-- What is required --
Output what the records say, word for word, with no images.
┌─ Given information
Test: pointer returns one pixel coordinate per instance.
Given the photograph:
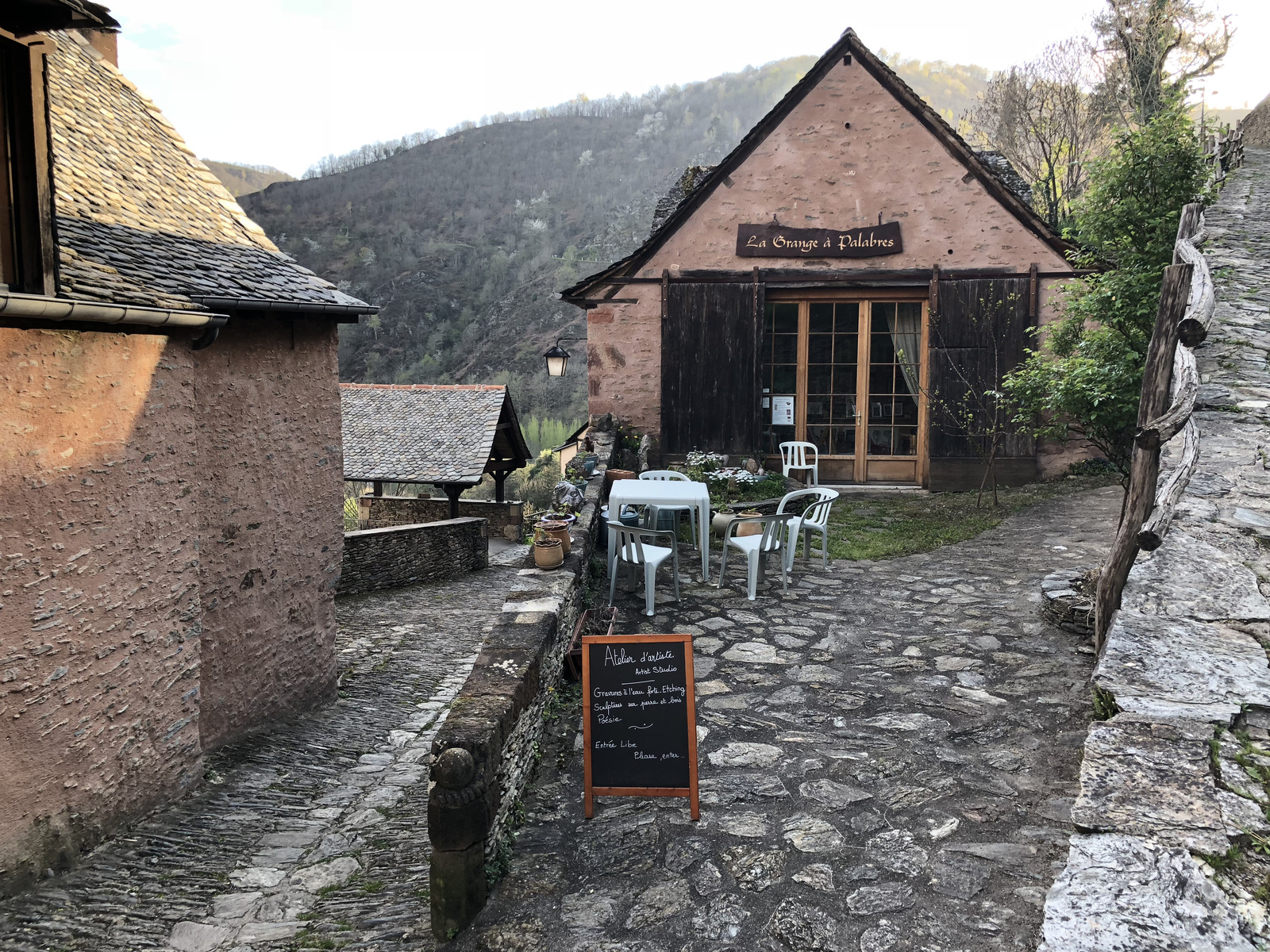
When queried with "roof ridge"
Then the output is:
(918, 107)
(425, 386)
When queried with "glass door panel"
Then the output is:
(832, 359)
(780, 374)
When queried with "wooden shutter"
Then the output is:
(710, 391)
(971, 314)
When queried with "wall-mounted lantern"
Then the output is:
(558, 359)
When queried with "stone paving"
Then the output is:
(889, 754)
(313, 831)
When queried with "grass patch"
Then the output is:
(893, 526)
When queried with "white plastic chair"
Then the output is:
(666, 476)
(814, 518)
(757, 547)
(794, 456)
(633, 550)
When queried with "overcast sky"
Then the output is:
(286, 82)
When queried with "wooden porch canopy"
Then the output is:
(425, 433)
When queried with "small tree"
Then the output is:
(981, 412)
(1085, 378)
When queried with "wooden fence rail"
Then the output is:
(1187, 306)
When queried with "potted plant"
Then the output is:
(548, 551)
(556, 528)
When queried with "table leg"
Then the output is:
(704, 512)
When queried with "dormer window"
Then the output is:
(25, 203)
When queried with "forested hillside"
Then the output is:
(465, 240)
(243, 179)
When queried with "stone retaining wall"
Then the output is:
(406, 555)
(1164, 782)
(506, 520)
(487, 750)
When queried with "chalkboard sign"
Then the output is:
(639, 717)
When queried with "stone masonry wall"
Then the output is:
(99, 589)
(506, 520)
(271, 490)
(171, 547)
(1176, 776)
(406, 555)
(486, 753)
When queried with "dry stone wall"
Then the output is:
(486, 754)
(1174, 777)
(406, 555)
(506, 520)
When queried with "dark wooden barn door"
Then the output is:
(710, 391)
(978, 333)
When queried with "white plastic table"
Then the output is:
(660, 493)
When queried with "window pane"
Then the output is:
└─
-- Exercise result --
Test: pointer returns one pixel coordinate per instance.
Given the photograph:
When queried with "roof ridge"
Then the output is:
(918, 107)
(425, 386)
When queried with "glass door panel"
Then the output is:
(832, 359)
(780, 374)
When queried with "wooden shutter"
Then the output is:
(710, 391)
(971, 314)
When queried with "wall-mounted lantern"
Then the output is:
(558, 359)
When queried with "stone paving"
Then the output is:
(889, 754)
(313, 831)
When queried with "grass patch"
Then the output is:
(893, 526)
When queried with "white plastic chair"
Then the output is:
(666, 476)
(814, 518)
(757, 547)
(794, 456)
(633, 550)
When queried with "overcast sky"
Then the output is:
(286, 82)
When queried with "wooden porch canopy"
Then the output is:
(425, 433)
When queried with "small tree"
Then the output is:
(981, 412)
(1085, 378)
When queried with "wooden fence rail"
Then the output is:
(1187, 306)
When queried with "potted plant"
Then the output is:
(548, 551)
(556, 528)
When queried with "table leg"
Then the output is:
(704, 512)
When queried with "dormer window"
Then the output is:
(25, 203)
When queried with "forested hillside"
Then the output is:
(465, 240)
(243, 179)
When queried with "stone retaining wall"
Then the output is:
(406, 555)
(1164, 782)
(506, 520)
(487, 750)
When queried with "chalkboard sign"
Then the output is:
(639, 717)
When queried with "stone masonry wall"
Then the output is:
(99, 589)
(506, 520)
(271, 490)
(171, 547)
(1176, 776)
(406, 555)
(486, 753)
When queried with "dry stone wall"
Then the output is:
(486, 754)
(1174, 777)
(406, 555)
(506, 520)
When queried with "dark wooden barn door"
Then the output is:
(710, 391)
(978, 333)
When queried with "white plastic table"
Then the output is:
(660, 493)
When queried with "window pane"
Then the output is:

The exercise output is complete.